Nel medesimo raccoglitore un posto d’onore era dedicato alla sottocategoria “DISAGIO DIGITALE” all’interno della quale veniva affrontato dalle più svariate angolazioni sempre il medesimo dilemma: come può una cultura umanistica di indubbio spessore come la nostra, tramandata per secoli da lezioni cattedratiche, sopravvivere ad un modello di società dominato dalla multifunzionalità e improntato all’informazione immediata?

La maggior parte dei docenti italiani sono stati formati ma soprattutto continuano ad essere formati esattamente con questo modello; se non stupisce che la generazione degli insegnanti cinquantenni fatichi a prendere le distanze da un sistema che fa davvero parte del suo DNA, trovo francamente disorientante che la generazione dei neo laureati si inserisca in questo stesso modello in maniera tanto “docile”.

+ + + + + + +

- _Cosa si chiede_:
A: Secondo il brano, perché non sorprende che gli insegnanti cinquantenni fatichino a prendere le distanze dal modello delle lezioni cattedratiche? Rispondi in una o due frasi.
B: Indica se ciascuna affermazione concorda con il brano e rispondi sì o no, citando le parole decisive del testo. (i) I neo laureati si inseriscono nel modello in maniera "docile". (ii) Nel raccoglitore la sottocategoria "DISAGIO DIGITALE" occupa un posto marginale. (iii) I docenti italiani non vengono più formati con il modello delle lezioni cattedratiche.
I record sono materiale a sé, distinto dal brano.

- _Record del dataset_:
+ + + + + + +

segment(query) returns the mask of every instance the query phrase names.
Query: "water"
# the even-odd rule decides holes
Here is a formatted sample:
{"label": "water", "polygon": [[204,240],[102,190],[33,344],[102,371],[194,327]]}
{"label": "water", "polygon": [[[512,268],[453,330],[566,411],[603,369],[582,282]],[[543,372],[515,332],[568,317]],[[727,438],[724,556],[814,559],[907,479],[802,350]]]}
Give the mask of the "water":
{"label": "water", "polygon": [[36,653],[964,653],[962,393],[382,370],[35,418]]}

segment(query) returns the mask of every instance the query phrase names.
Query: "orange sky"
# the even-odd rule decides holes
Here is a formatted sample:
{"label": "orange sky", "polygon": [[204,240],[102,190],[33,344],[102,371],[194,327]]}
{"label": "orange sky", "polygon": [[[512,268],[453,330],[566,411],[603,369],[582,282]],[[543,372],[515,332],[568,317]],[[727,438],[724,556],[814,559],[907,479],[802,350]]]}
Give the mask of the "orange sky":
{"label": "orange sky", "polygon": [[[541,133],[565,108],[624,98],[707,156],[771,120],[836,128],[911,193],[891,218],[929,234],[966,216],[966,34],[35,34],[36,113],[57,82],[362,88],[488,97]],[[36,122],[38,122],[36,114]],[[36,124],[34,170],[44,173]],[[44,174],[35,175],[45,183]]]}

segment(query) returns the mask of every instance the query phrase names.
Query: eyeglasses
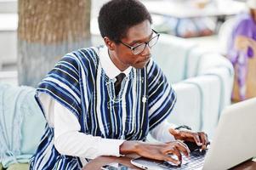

+ + + + + + +

- _Risposte attese_:
A: Non sorprende perché quel sistema fa davvero parte del loro DNA. Sono stati formati con questo modello e continuano a esserlo.

B:
(i) Sì: "trovo francamente disorientante che la generazione dei neo laureati si inserisca in questo stesso modello in maniera tanto “docile”".
(ii) No: "un posto d’onore era dedicato alla sottocategoria “DISAGIO DIGITALE”".
(iii) No: "continuano ad essere formati esattamente con questo modello".